→ **Complete the following**:
• 1. In the HMRC notice on the VAT reverse charge, what is the de minimis limit below which the reverse charge will not apply?
• 2. Continue the HMRC notice on the VAT reverse charge, starting after its final sentence.

→ **Provided passage**:
§

|HMRC Reference: BB 10/06: 19 July 2006|
Businesses buying and selling any of the following goods:
a) handheld devices for recording or playing of sound and or images
b) handheld computers
c) handheld communication devices other than mobile telephones
d) positional determination devices for GPS system
e) games consoles with screen, or of a kind used with a television or computer
Missing trader intra-community (MTIC) fraud, also known as carousel fraud, is a sophisticated criminal attack on the UK VAT system, which in 2004/05 is estimated to have cost between £1.12 and £1.9bn. The fraud is largely perpetrated using goods such as mobile phones and computer chips, but also includes other electronic goods. It involves goods imported VAT-free from other EU Member States being sold through contrived business-to-business transaction chains in the UK, and subsequently exported. The tax loss occurs when the VAT charged on the initial sale of the goods in the UK is not paid to HMRC because the seller disappears. The purchaser can still reclaim the VAT, so the loss crystallises when the trader who exports the goods from the UK makes a repayment claim. Where the reverse charge applies, the seller no longer has to account for VAT to HMRC, so it will remove the opportunity to steal the VAT in business-to-business transactions within the UK.
As announced on 26 January 2006, the Government has submitted an application to the European Commission for a derogation from the 6th VAT Directive to change the normal VAT accounting rules for supplies of certain specified goods, listed above. This change of accounting provision is known as the ‘reverse charge’. This is an important part of a wider strategy designed to combat MTIC fraud.
The Government understands that the Commission is in the process of preparing a proposal to give effect to the derogation, which would need unanimous agreement by Member States before coming into force. The Government will want to implement the reverse charge as soon as possible after that agreement has been reached.
The reverse charge will only apply to sales within the UK where specified goods are purchased by a VAT-registered business for business purposes – sales to non-business customers are unaffected by the change, and normal VAT rules continue to apply. The relevant goods fall within the list mentioned above and will be specified in detail, in draft UK legislation, before the reverse charge is introduced. More detail on the precise scope will be available later over the summer.
Under the reverse charge procedure, the purchaser of the goods, rather than the seller, will be liable to account for the VAT on the sale. The supplier will not charge VAT, but will have to specify on the invoice that the reverse charge applies. Provided that the purchaser has correctly accounted for the VAT under the reverse charge procedure, he will retain the right to input tax recovery, subject to the normal rules.
In order to minimise the impact of VAT-registered customers on retailers, there will be a de minimis limit of £1000, exclusive of VAT, below which the reverse charge will not apply. Normal VAT accounting rules will apply to transactions below this limit. There will be measures to prevent manipulation of this de minimis limit.

§

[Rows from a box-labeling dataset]
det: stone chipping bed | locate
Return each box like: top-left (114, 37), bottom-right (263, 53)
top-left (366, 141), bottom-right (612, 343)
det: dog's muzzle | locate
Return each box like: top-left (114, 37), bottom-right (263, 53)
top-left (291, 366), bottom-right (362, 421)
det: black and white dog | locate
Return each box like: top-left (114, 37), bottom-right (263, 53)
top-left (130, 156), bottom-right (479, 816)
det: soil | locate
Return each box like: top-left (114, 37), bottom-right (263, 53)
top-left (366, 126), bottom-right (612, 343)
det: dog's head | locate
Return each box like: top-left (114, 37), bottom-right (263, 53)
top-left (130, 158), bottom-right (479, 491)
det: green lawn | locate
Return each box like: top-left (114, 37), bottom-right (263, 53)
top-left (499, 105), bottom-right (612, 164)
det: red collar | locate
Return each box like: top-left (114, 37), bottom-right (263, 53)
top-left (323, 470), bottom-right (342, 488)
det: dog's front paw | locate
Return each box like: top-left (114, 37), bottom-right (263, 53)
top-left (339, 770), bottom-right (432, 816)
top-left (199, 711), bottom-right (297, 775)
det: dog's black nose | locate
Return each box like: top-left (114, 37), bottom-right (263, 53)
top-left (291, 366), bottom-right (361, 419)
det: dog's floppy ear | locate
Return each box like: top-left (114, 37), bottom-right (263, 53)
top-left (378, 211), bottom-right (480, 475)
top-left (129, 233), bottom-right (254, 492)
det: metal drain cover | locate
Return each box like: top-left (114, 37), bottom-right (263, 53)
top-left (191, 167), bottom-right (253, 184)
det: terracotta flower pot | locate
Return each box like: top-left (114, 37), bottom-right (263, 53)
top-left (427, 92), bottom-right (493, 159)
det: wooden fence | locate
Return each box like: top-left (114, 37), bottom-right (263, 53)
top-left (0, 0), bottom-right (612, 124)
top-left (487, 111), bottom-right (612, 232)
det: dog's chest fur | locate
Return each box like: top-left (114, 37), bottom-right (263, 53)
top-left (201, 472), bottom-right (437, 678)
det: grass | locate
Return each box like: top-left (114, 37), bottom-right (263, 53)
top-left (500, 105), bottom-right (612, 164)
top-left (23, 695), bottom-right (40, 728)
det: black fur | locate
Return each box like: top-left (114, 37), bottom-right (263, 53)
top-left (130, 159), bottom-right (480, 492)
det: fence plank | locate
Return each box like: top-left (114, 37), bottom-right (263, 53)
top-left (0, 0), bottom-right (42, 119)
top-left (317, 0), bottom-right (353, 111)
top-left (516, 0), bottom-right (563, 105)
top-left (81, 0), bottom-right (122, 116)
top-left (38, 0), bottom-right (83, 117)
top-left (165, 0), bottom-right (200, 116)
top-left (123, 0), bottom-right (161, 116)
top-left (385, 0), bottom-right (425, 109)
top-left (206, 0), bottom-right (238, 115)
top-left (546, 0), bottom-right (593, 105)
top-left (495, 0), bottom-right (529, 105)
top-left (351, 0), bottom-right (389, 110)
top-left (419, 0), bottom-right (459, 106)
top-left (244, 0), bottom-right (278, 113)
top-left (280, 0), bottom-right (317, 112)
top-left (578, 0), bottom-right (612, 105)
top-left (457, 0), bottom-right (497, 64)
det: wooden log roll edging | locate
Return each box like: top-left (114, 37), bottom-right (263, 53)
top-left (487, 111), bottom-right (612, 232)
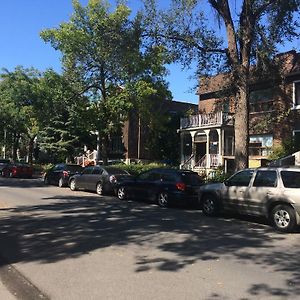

§

→ **Responses in order**:
• 1. £1000, exclusive of VAT.

• 2.
In order to enable HMRC to ensure that the reverse charge mechanism does not lead to any new revenue losses, there will be a requirement for suppliers to submit a reverse charge sales list to HMRC (similar to EC Sales Lists) listing customer and transaction details where the reverse charge has been applied. The exact details of this reporting requirement will be set out in secondary legislation and will be informed by discussions with businesses over the summer period.
Before deciding not to account for VAT on the sale of goods, the seller will be required to take reasonable steps to establish that the reverse charge should apply, i.e. that the purchaser is registered for VAT and is intending to use the goods for a business purpose. However, a supplier who has taken such reasonable steps will not be required to account for VAT if his customer fails to apply the reverse charge. Similarly where VAT has been charged erroneously, penalties will not be applied unless there has been a tax loss.
At this stage, it is difficult to give an exact date for the introduction of the reverse charge, as the necessary EU procedures for approving the UK’s derogation do not have fixed time limits. However, we hope to be in a position to implement this before the end of the year. This could be as early as October 2006, but is dependent on progress within the EU.
HMRC is committed to an open dialogue with affected businesses over the coming months. This Business Brief provides an outline of the derogation request and how and when it will be implemented.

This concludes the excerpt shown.